Provided data:
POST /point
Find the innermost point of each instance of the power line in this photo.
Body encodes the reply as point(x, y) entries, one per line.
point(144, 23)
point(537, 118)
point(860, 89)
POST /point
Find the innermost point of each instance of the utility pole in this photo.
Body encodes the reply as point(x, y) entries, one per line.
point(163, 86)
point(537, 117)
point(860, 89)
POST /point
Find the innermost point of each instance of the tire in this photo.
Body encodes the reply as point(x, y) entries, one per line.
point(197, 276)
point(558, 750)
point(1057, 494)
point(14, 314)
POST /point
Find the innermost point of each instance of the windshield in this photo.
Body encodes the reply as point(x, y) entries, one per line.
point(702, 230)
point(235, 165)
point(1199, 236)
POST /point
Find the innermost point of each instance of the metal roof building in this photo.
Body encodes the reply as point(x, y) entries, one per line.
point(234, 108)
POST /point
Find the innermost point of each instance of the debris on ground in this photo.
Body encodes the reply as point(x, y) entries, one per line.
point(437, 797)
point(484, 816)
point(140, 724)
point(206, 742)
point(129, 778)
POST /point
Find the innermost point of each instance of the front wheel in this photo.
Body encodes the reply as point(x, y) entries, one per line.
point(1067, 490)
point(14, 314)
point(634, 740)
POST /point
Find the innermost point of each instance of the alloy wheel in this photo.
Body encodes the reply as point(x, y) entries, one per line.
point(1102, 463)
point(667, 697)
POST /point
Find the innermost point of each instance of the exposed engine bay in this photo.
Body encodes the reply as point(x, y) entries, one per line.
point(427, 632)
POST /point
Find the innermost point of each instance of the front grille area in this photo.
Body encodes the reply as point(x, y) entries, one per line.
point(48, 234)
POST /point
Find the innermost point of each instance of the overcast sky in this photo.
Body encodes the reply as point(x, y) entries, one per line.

Request:
Retype all of the lines above without any changes.

Finished exercise:
POST /point
Find the innermost point of each instance of the power line in this photo.
Body encodes the reply as point(x, y) entries, one per line.
point(144, 23)
point(537, 118)
point(860, 89)
POST /point
Find the innermost point of each instance of the utility pole in this photo.
Body encodes the reply as point(x, y) entries, one per line.
point(163, 86)
point(537, 117)
point(860, 89)
POST /point
Find the innermost point of each instance of the tire in this photo.
Body encodes the reply as point(x, y) entries, one per line.
point(197, 276)
point(558, 750)
point(1057, 494)
point(14, 314)
POST /point
Find the innermost point of each instance of the windshield in this photo.
Body encodes the reply as point(x, y) entries, one per line.
point(702, 230)
point(235, 165)
point(1199, 236)
POST /point
Find the innermost point of each instance of the metal roof building in this photo.
Body encodes the reply as point(x, y) entries, one per line.
point(234, 108)
POST /point
Find the innermost point of each instance of the debris on ground in this photo.
Body encodes the reply as point(x, y) entries, one per line.
point(437, 797)
point(484, 816)
point(140, 724)
point(206, 742)
point(129, 778)
POST /point
Find the innermost point of each instance of the front wheel in this photo.
Body encodes the reply as point(x, y) entries, one per line.
point(1067, 490)
point(14, 314)
point(634, 740)
POST /point
Find the innermost point of each instance of the alloy wheel in this photo.
Body encodes the reply as point(x, y) entries, one per line.
point(1102, 463)
point(667, 697)
POST /point
Find the innermost point of each instance of the exposed engine bay in this photo.
Body encodes the reply as point(x, y) entries, one per line.
point(427, 632)
POST /point
Find the innermost point of each instance of the front grille area in this photo.
Body encodes the reply as point(x, y) entries, one per line.
point(48, 234)
POST /point
Find the innermost point of each instance of the overcast sky in this photo.
Body encodes the reply as point(x, y) entries, one per line.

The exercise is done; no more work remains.